| Description of the task |
Reproduce every line of the listing below as a numbered list, omitting blank lines and leaving out the pictures.
## Begin
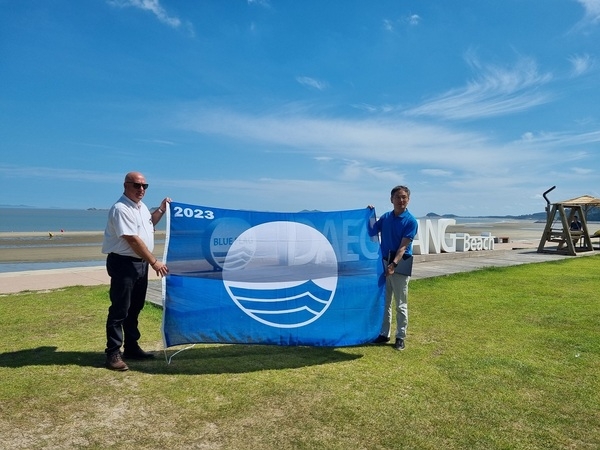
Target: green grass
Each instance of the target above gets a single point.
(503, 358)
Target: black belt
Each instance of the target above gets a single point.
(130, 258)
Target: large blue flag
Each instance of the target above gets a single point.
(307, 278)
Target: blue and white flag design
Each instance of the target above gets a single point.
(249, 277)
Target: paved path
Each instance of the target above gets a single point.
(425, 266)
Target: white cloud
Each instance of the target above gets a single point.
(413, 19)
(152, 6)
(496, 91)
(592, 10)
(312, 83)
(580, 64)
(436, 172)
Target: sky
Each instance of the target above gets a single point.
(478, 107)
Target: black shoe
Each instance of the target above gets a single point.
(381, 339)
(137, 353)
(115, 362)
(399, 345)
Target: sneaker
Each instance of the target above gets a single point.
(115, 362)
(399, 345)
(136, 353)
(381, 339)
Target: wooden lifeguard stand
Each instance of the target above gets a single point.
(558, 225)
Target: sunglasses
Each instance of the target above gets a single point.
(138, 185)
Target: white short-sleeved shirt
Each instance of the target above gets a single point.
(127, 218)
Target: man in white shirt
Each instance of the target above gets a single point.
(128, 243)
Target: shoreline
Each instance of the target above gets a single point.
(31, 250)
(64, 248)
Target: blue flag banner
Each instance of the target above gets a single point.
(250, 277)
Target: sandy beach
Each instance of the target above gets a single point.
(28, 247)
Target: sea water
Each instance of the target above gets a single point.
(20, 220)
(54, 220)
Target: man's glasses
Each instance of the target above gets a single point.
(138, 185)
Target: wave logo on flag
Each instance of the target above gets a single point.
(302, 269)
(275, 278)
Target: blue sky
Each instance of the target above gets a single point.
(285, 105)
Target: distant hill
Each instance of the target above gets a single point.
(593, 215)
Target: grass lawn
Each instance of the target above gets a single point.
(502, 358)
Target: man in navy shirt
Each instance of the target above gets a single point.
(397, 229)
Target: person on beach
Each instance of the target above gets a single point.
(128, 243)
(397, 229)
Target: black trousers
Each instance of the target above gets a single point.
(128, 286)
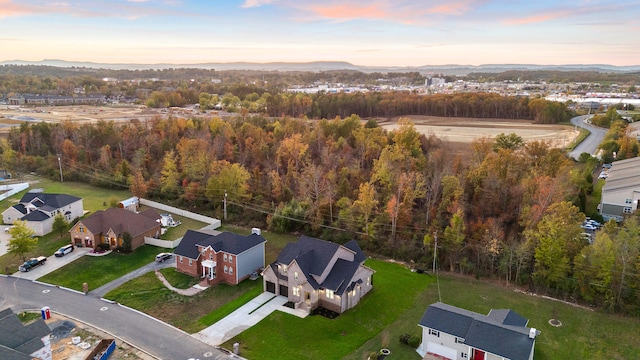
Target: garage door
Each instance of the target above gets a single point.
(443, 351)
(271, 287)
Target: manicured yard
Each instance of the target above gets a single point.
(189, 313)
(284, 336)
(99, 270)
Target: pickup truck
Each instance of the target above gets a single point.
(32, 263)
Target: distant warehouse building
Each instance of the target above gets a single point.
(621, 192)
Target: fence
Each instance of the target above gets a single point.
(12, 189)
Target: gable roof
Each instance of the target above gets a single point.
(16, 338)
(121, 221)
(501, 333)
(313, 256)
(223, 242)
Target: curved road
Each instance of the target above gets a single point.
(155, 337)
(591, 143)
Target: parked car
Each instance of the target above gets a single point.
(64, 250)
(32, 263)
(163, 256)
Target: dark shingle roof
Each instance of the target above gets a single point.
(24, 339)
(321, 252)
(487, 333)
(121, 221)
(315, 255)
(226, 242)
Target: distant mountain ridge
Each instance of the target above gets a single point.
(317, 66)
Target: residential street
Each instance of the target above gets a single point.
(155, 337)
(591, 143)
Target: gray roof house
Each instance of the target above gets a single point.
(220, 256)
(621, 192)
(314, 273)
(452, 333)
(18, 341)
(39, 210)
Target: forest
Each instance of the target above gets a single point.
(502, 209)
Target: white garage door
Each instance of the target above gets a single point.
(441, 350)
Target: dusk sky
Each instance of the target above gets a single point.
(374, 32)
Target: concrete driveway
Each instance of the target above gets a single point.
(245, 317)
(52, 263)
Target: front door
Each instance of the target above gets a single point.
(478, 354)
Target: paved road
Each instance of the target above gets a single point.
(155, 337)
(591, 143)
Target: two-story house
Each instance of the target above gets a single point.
## End
| Solution to this task |
1. Target: green grass
2. Each instance of the target above gets a single point.
3. (503, 358)
4. Target: black belt
5. Each instance of the target above gets a single point.
6. (130, 258)
7. Target: large blue flag
8. Each instance of the target above gets a single point.
9. (307, 278)
10. Target: blue and white flag design
11. Each instance of the target above gets a single point.
12. (249, 277)
13. Target: paved path
14. Each instance of the target above gets a single point.
15. (425, 266)
16. Target: white cloud
17. Each instance of the target above gets a single point.
18. (413, 19)
19. (152, 6)
20. (496, 91)
21. (592, 10)
22. (312, 83)
23. (580, 64)
24. (436, 172)
25. Target: sky
26. Each instance of the target above gets a single point.
27. (478, 107)
28. Target: black shoe
29. Each instance of the target above gets a single point.
30. (381, 339)
31. (137, 353)
32. (115, 362)
33. (399, 345)
34. Target: sneaker
35. Each instance of the target above gets a single point.
36. (115, 362)
37. (399, 345)
38. (136, 353)
39. (381, 339)
40. Target: wooden lifeguard stand
41. Each instance of the target above gets a single point.
42. (558, 225)
43. Target: sunglasses
44. Each instance of the target above gets a single point.
45. (138, 185)
46. Target: white short-sleeved shirt
47. Each instance of the target above gets a single point.
48. (127, 218)
49. Target: man in white shirt
50. Each instance of the target above gets a single point.
51. (128, 243)
52. Target: shoreline
53. Each instance of the target above gets a single point.
54. (31, 250)
55. (64, 248)
56. Target: blue flag banner
57. Each instance of the target above gets a single point.
58. (250, 277)
59. Target: sandy beach
60. Each instance of the target above gets a single point.
61. (28, 247)
62. Target: sea water
63. Each instance of the target above gets a single point.
64. (20, 220)
65. (54, 220)
66. Target: man's glasses
67. Each instance of the target above gets a single point.
68. (138, 185)
69. Target: wave logo on flag
70. Each instance of the target above gets a single point.
71. (302, 269)
72. (275, 278)
73. Target: blue sky
74. Each instance of the target above gets a single point.
75. (285, 105)
76. Target: distant hill
77. Each instance of the target above gets a single point.
78. (593, 215)
79. Target: grass lawn
80. Each instance of the target above gets a single point.
81. (502, 358)
82. Target: man in navy shirt
83. Each instance of the target above gets a single point.
84. (397, 229)
85. Target: person on beach
86. Each instance of the target above gets a single point.
87. (128, 243)
88. (397, 229)
89. Target: black trousers
90. Each instance of the target above gets a single point.
91. (128, 286)
92. Target: garage door
93. Each instance of the target above gets a single point.
94. (443, 351)
95. (271, 287)
96. Target: manicured yard
97. Each instance of the target above gets a single point.
98. (189, 313)
99. (284, 336)
100. (99, 270)
101. Target: pickup truck
102. Each instance of the target above gets a single point.
103. (32, 263)
104. Target: distant warehouse building
105. Each instance of the target above gets a single point.
106. (621, 192)
107. Target: fence
108. Each instance of the target above gets a single point.
109. (12, 189)
110. Target: gable roof
111. Each instance of the target above gets a single point.
112. (16, 338)
113. (121, 221)
114. (501, 333)
115. (313, 256)
116. (223, 242)
117. Target: curved road
118. Each instance of the target above gets a single point.
119. (155, 337)
120. (591, 143)
121. Target: parked car
122. Each instance of the target above gets a single point.
123. (64, 250)
124. (32, 263)
125. (163, 256)
126. Target: dark shingle roof
127. Each instance of the target above gets a single point.
128. (24, 339)
129. (321, 252)
130. (487, 333)
131. (121, 221)
132. (315, 255)
133. (226, 242)
134. Target: distant mountain ridge
135. Each instance of the target above gets a single point.
136. (317, 66)
137. Target: residential street
138. Each instance of the target above gets a single point.
139. (155, 337)
140. (591, 143)
141. Target: gray roof house
142. Each instance of the target above gets a single point.
143. (220, 256)
144. (621, 192)
145. (314, 273)
146. (452, 333)
147. (18, 341)
148. (39, 210)
149. Target: forest
150. Each instance of the target above gets a single point.
151. (502, 209)
152. Target: white garage door
153. Each instance of the target above gets a single point.
154. (441, 350)
155. Target: dusk sky
156. Each instance of the target above gets a single point.
157. (374, 32)
158. Target: concrete driveway
159. Each instance of the target above gets a single point.
160. (245, 317)
161. (52, 263)
162. Target: front door
163. Each instance of the target above gets a single point.
164. (478, 354)
165. Target: paved road
166. Each instance of the target above gets a single point.
167. (155, 337)
168. (591, 143)
169. Target: two-story house
170. Each instance of the target above gets a single point.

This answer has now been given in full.